### A run of records

= = = = = = =

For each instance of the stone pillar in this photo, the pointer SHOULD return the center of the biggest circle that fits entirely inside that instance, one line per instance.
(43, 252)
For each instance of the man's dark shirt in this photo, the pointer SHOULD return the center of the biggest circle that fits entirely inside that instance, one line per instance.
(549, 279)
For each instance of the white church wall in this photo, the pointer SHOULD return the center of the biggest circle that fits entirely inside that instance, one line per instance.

= = = = = = =

### Task details
Output every line of the material above word for word, with nothing changed or left out.

### Final result
For each instance of the stone pillar in this photo, the pointer SHOULD return the center of the biggest circle that fits entirely inside that instance, one line per instance.
(43, 252)
For each instance of the man's dark shirt in this photo, the pointer SHOULD return the center of the biggest circle that fits entirely inside that instance, one line per instance.
(549, 279)
For each instance of the white church wall in this photo, the pointer SHOULD return the center of the biggest circle that fits entirely inside that instance, one line per instance.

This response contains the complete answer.